The prerogative of the Grand Master to make masons masons at sight, is a Landmark which is closely connected with the preceding one. There has been much misapprehension in relation to this Landmark, which misapprehension has sometimes led to a denial of its existence in jurisdictions where the Grand Master was perhaps at the very time substantially exercising the prerogative, without the slightest remark or opposition…12

The misleading title of “mason at sight” has caused many uneducated members to hold animosity towards such an action.  While it only takes a few minutes of searching online or browsing Grand Lodge records to prove otherwise, there still exist the thought that a member is somehow less a member because he was made a Mason at sight.  Indeed, there is typically discussion among brethren when referring to our Masonic presidents that often times leads to at least one person pointing out that President Taft was made a Mason at sight, and for that reason was less a real Mason and more of an honorary Mason.

In reality, not only did Taft receive the entire three degree ritual in person, but also went on to witness other men complete their Masonic journey in the Master Mason degree.   When Taft received his degrees at the Scottish Rite Cathedral in Ohio in 1909, the Grand Lodge of Ohio had already been performing the Mason at Sight ritual for some time. 13

So often was the notion of “Mason at Sight” misunderstood with a negative connotation that from time to time some Grand Masters would issue statements on such proceedings.  As we can read from Maryland Grand Master Thomas J. Shryock in 1897;

By virtue of the authority in me vested as your Grand Master, I convened an Emergency Lodge, and made, “at sight,” His Excellency, Lloyd Lowdes, Governor of Maryland, a Mason.  An erroneous idea has arisen in the minds of many of the fraternity as to the ceremony if making a Mason ‘at sight,’ and to erase this wrong, and perhaps damaging impression, I deem it but proper to sat that, in the making of a mason ‘at sight,’ by the Grand Master, the candidate is required to pass through all the forms and ceremonies incident to the conferring of the Three Degrees, in the same manner that an applicant does in applying to a subordinate lodge.  The impression of some that the Grand Master, by virtue of his authority, touches a man on the shoulder and creates him a mason is entirely erroneous and I know that this impression does exist to a certain extent.  I think it proper to here state, so the craft may understand it throughout our Jurisdiction, that such is not the case.  The making of a Mason ‘at sight,’ is one of the landmarks of the Fraternity, the prerogative of the grand Master, and I have on two occasions exersized that prerogative, as much for the purpose of not allowing it to become dormant as for any other reason.”14

One thing to take from the above clarification made by Grand Master Shryock is that it would seem a defense added to the use of such a ceremony would be the claim that it must be used in order for it to continuously be understood.  While to some that may seem like a fancy way of politicking the situation, it is very true.  As we see too often in lodges as men move though the chairs, become Master, and move on to bigger and better things, many times the members holding the reins are only educated in what they have personally seen or took part in.  Any ritual, extra floor work, or otherwise seldom used ceremony that is not constantly utilized it often lost to the next generation of men.  For proof of this, I can attest with my own personal knowledge that when Grand Lodge officially allowed stated meetings to be opened and closed in the short way; 15 what at first seemed like a harmless shortcut became a matter of many new members not seeing the long form traditional opening or closing for up to 2 years.  These same men who had never seen the work performed were clueless when asked to do it in ritual.  As easy as it is for some to say, “Attend school of instruction.”  The reality is, if you don’t use it, you lose it.

• [Exercise instructions]:
1/ From the passage on making Masons at sight, reproduce the text starting with "The misleading title" and going on through "an honorary Mason.".
2/ According to the passage on making Masons at sight, in what year did Taft receive his degrees at the Scottish Rite Cathedral in Ohio?
3/ In the passage on making Masons at sight, what reason does Grand Master Shryock give for having exercised the prerogative on two occasions?

• [Recorded information]:
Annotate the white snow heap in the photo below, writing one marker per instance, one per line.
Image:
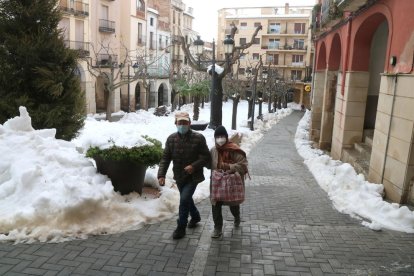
(22, 123)
(217, 68)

• [The results]:
1/
The misleading title of “mason at sight” has caused many uneducated members to hold animosity towards such an action.  While it only takes a few minutes of searching online or browsing Grand Lodge records to prove otherwise, there still exist the thought that a member is somehow less a member because he was made a Mason at sight.  Indeed, there is typically discussion among brethren when referring to our Masonic presidents that often times leads to at least one person pointing out that President Taft was made a Mason at sight, and for that reason was less a real Mason and more of an honorary Mason.

2/ Taft received his degrees there in 1909.

3/ Shryock says he exercised it as much to keep the prerogative from becoming dormant as for any other reason. The passage connects this to the point that a seldom-used ceremony is often lost to the next generation of members.